### What the exercise asks
Turn the lines below, from the start of the records through the line containing "pixel 446 133", into a numbered list, leaving out any blank lines.
-- START Data shown --
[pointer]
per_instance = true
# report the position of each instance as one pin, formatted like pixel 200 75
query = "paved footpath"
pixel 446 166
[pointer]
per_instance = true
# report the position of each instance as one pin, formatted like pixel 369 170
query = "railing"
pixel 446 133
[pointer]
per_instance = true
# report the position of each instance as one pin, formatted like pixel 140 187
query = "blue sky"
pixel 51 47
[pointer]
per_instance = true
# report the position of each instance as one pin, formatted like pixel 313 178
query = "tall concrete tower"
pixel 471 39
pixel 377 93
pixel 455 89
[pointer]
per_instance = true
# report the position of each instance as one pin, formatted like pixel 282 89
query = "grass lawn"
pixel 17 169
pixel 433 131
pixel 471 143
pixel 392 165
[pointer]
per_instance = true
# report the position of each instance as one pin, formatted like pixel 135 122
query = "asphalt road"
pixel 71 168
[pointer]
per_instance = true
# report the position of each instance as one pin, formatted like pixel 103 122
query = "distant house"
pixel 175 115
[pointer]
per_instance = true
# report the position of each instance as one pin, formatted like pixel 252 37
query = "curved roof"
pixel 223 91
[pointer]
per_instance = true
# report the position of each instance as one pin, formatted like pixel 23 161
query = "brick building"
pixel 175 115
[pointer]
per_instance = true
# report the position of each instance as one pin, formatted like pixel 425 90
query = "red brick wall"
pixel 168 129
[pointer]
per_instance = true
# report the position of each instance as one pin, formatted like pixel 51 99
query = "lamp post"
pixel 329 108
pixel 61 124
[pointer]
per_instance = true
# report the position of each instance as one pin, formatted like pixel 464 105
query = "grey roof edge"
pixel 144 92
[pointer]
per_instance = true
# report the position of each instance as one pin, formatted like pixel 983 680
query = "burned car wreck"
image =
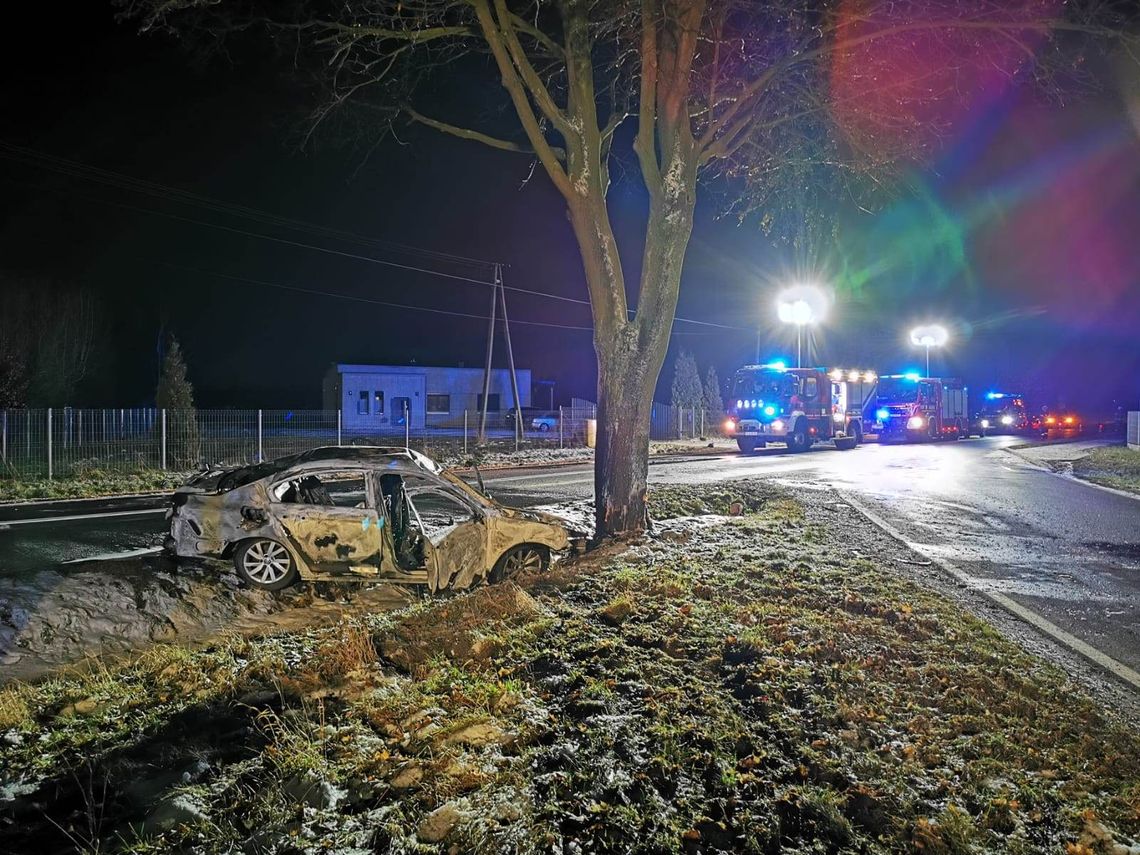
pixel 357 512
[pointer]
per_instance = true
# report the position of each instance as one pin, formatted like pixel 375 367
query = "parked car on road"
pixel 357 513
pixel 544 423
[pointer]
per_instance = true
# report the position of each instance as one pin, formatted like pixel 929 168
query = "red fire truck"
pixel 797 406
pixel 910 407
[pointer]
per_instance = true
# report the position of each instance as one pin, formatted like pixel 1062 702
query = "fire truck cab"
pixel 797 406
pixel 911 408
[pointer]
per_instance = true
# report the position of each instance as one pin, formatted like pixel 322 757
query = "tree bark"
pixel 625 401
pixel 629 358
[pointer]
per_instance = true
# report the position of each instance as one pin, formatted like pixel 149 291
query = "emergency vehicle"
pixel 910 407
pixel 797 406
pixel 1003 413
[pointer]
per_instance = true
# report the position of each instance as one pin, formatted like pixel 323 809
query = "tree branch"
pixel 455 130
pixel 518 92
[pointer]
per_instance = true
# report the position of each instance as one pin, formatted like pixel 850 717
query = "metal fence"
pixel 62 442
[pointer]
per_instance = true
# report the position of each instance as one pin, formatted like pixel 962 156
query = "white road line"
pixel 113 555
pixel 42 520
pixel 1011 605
-- END Data shown --
### Result of the exercise
1. [pointer]
2. per_instance = true
3. # report the position of each instance as one pin, formatted like pixel 200 75
4. query = "paved footpath"
5. pixel 446 166
6. [pointer]
7. per_instance = true
8. # report the position of each instance as one pin, formatted like pixel 369 170
9. query = "railing"
10. pixel 446 133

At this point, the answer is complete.